= CONSIGNE =
Dans l'extrait sur le « show don't tell », quelle raison est donnée pour se ranger à l'avis de James Scott Bell ? Répondez en une ou deux phrases.

= EXTRAIT DU TEXTE =
Le sapin de Benjamin Biolay ou le show don’t tell au cinéma

Il y a quelques semaines, je vous envoyais par l’infolettre un petit clin d’œil au sujet du “montrer, ne pas dire” ou “show don’t tell” dans sa version originale anglaise, cette technique qui consiste à ne pas s’appesantir sur les situations ni expliquer ce qui se passe, mais à montrer les personnages en action.

Je vous rappelle que contrairement a ce qu’on lit parfois, ce n’est pas Hemingway qui a inventé le show don’t tell, encore qu’il en ait usé avec beaucoup de brio, mais Anton Tchekov.

Le show don’t tell ne fait pas l’unanimité. Certains conseillent de l’utiliser seulement dans les moments cruciaux afin de les rendre plus saillants. James Scott Bell est de ceux-là et en parle très bien dans son livre « Exceptions to the rules ».

J’aurais tendance à être d’accord avec lui, car je ne connais rien de pire qu’une règle à laquelle il est impossible de déroger.

Enregistrements de pointage:
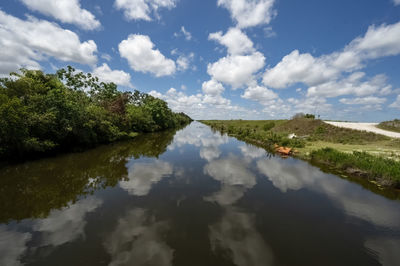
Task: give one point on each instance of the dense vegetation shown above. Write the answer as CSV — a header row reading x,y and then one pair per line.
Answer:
x,y
310,131
393,125
259,132
315,129
386,171
42,113
33,189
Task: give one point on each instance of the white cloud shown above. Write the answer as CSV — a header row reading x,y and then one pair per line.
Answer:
x,y
235,40
183,61
379,41
66,225
212,87
232,171
188,35
296,67
236,70
249,13
142,56
396,104
119,77
143,175
203,105
66,11
143,9
25,42
259,94
12,246
353,84
139,239
363,100
106,56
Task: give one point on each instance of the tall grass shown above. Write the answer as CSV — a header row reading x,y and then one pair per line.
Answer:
x,y
361,163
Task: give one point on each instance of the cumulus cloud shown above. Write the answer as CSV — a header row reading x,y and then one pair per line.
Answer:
x,y
236,70
242,62
119,77
379,41
202,105
66,11
13,245
260,94
396,104
142,56
139,239
183,62
235,40
25,42
212,87
363,100
249,13
143,9
185,33
353,84
143,175
296,67
66,225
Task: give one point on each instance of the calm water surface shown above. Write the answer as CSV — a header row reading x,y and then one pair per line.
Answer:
x,y
191,197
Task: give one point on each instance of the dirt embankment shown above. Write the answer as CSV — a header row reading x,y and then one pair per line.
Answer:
x,y
370,127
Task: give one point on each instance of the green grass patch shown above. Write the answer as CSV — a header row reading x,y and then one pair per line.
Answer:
x,y
390,125
384,170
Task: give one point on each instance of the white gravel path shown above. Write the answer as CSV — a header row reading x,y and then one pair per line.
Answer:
x,y
371,127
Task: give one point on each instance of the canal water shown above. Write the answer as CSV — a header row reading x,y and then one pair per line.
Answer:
x,y
191,197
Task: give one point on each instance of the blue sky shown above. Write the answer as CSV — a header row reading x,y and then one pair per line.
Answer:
x,y
249,59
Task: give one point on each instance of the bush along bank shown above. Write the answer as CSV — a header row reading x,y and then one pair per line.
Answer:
x,y
47,113
381,171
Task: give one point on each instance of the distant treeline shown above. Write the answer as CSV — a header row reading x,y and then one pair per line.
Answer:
x,y
41,113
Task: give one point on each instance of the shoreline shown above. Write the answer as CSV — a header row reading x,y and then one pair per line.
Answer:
x,y
322,158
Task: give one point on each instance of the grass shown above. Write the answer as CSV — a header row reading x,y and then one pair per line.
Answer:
x,y
393,125
255,131
383,170
358,153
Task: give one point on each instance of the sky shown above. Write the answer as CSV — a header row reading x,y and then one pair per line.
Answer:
x,y
221,59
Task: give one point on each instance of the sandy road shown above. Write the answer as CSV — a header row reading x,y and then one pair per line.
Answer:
x,y
371,127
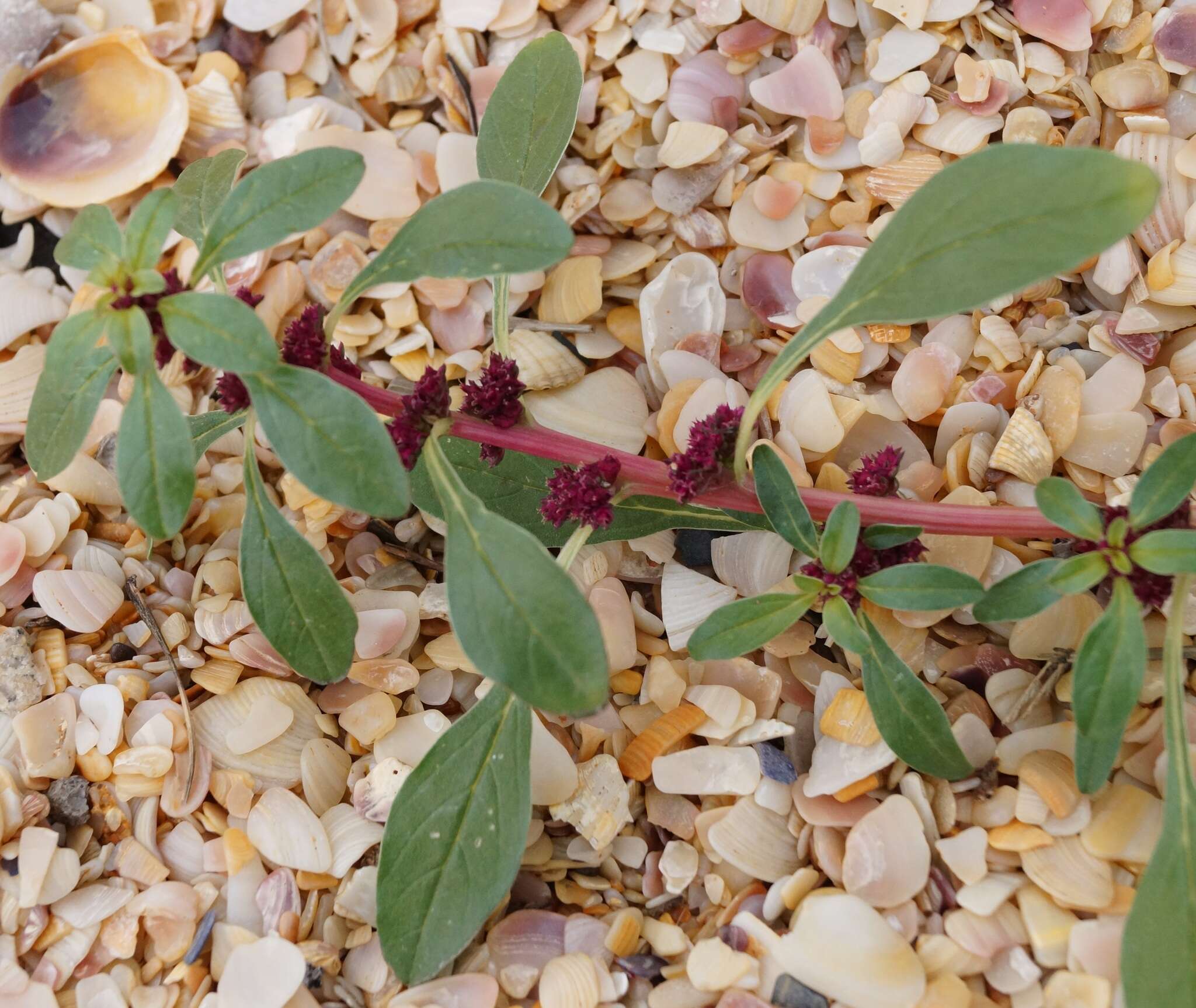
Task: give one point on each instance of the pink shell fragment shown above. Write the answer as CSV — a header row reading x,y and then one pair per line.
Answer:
x,y
805,86
1062,23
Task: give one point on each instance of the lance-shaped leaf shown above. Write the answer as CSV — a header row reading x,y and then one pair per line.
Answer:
x,y
531,114
453,851
1107,678
277,200
290,591
73,382
155,463
329,439
746,624
979,229
516,613
921,588
909,718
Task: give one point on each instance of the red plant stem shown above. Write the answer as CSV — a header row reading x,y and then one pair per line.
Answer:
x,y
651,477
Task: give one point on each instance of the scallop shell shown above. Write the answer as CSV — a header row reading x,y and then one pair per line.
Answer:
x,y
543,362
1024,449
277,763
91,122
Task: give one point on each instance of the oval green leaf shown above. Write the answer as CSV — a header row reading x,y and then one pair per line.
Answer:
x,y
277,200
329,439
516,613
1023,593
531,114
73,382
219,332
746,624
290,591
155,463
783,503
909,719
921,588
455,837
1107,678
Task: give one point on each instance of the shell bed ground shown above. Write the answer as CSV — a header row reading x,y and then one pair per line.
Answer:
x,y
732,159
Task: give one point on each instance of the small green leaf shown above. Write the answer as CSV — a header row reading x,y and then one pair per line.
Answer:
x,y
207,429
1107,679
148,228
219,332
746,624
201,189
840,536
781,501
92,242
1062,502
73,382
1078,574
277,200
531,114
155,464
329,439
290,591
455,848
884,537
1023,593
909,719
1158,954
516,613
475,230
921,588
841,624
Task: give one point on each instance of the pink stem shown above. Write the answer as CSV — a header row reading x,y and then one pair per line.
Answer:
x,y
651,477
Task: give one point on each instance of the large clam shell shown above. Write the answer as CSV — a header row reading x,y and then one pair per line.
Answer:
x,y
92,122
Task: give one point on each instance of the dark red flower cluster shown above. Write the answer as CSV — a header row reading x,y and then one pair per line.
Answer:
x,y
1150,589
582,494
427,404
864,562
877,475
712,447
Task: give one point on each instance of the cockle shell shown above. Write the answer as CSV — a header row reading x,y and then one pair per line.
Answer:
x,y
91,122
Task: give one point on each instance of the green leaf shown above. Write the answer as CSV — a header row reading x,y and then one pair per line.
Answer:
x,y
277,200
909,719
1107,678
781,501
1079,573
290,591
207,429
883,537
516,613
1165,484
92,242
219,332
201,189
475,230
155,463
841,624
746,624
73,382
1023,593
981,228
329,439
148,228
840,536
531,114
921,588
455,848
1158,954
516,486
1062,502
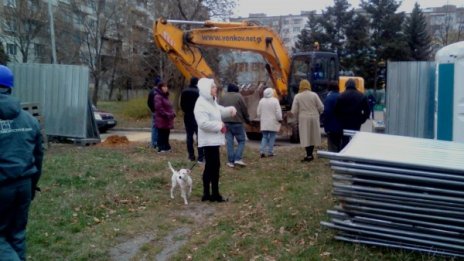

= RÉPONSE ATTENDUE =
James Scott Bell conseille de réserver le « show don't tell » aux moments cruciaux, afin de les rendre plus saillants. L'extrait se dit d'accord avec lui parce qu'il n'y a rien de pire qu'une règle à laquelle il est impossible de déroger.